Written request 1
Please copy the stretch of the art-approaches excerpt from "The consensus view" through "constructively critical viewpoints.".
Written request 2
Continue the excerpt on approaches to art from its last sentence.
--- Begin Selection ---
5. THE THEORETICAL KEY

This mode encourages a language-oriented and intellectual relationship to art rather than an aesthetic, affective or expressive one. It emphasizes the potential of art to make us think, instead of treating it as a way of accessing the artist’s psyche, engaging our sensibility, or exploring our sensory and emotional faculties. There are two broad possibilities. In the first, the manifest theoretical positions adopted by artists and critics and voiced at the time of making the work are addressed. The work of art is understood to be involved in exploring abstract ideas or immaterial subjects, such as existence, causality and truth. This approach links art with examining first principles and ultimate grounds, and an artwork is understood to exist within the context of deep and timeless existential questions about the meaning of life. In the second approach, the work of art is judged to require comprehensive review and analysis in relation to unexamined assumptions about value and meaning. In particular, attention is paid to the institutional frameworks in which the work functions, and the ways in which meaning is socially constructed and politically implicated, and how the work includes, in often unconscious ways, traces of the prejudices of the society within which it was produced.

 

6. THE SCEPTICAL KEY

The consensus view can’t be accepted without question, and this mode emphasizes that the cultural credentials of a work should not be taken for granted. Value judgments are largely the opinions of elites. Although the work is in a museum, praised by the experts, and sought after for its economic value, this does not place it beyond constructive criticism. Furthermore, decisions about the value of the art in our own era are inevitably myopic, because only the passage of time brings the necessary distance from which real judgments can be made. History is full of examples of fashion influencing judgments. It is therefore valuable to maintain a sceptical attitude. This key encourages the reader to play the ‘devil’s advocate’, to seek different opinions, and to adopt constructively critical viewpoints.
--- End Selection ---
--- Begin Data segment ---
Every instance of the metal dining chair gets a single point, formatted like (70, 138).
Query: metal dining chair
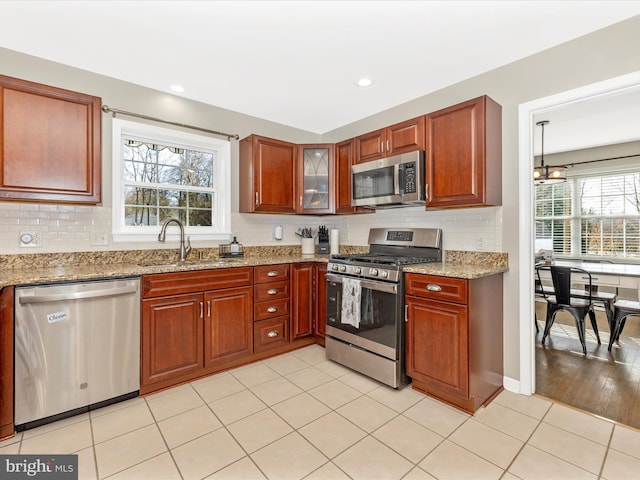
(621, 310)
(562, 299)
--- End Data segment ---
Reply 1
The consensus view can’t be accepted without question, and this mode emphasizes that the cultural credentials of a work should not be taken for granted. Value judgments are largely the opinions of elites. Although the work is in a museum, praised by the experts, and sought after for its economic value, this does not place it beyond constructive criticism. Furthermore, decisions about the value of the art in our own era are inevitably myopic, because only the passage of time brings the necessary distance from which real judgments can be made. History is full of examples of fashion influencing judgments. It is therefore valuable to maintain a sceptical attitude. This key encourages the reader to play the ‘devil’s advocate’, to seek different opinions, and to adopt constructively critical viewpoints.

Reply 2
 

7. THE MARKET KEY

Art is deeply embedded in a complex web of power relations, involving different kinds of exchange, and the status of the work of art as a commodity within the capitalist economy, and as a symbolic and political token deployed by the state system, are the focus of attention in this mode. The work functions within an economic system that it helps to sustain, but also, paradoxically, can also actively critique and subvert.

 

These seven ‘keys’ converge on the same object – a single work of art – but they choose to see different things. On occasion, they are also clearly incompatible, in that the point of view promoted in one is ignored, contradicted or even denigrated in another. Inevitably, some of the keys will be more enlightening than others in relation to the specific character of the work they discuss, and this is reflected in the different running orders in which the keys are presented. But this order is fairly arbitrary, and the keys could be arranged in other ways.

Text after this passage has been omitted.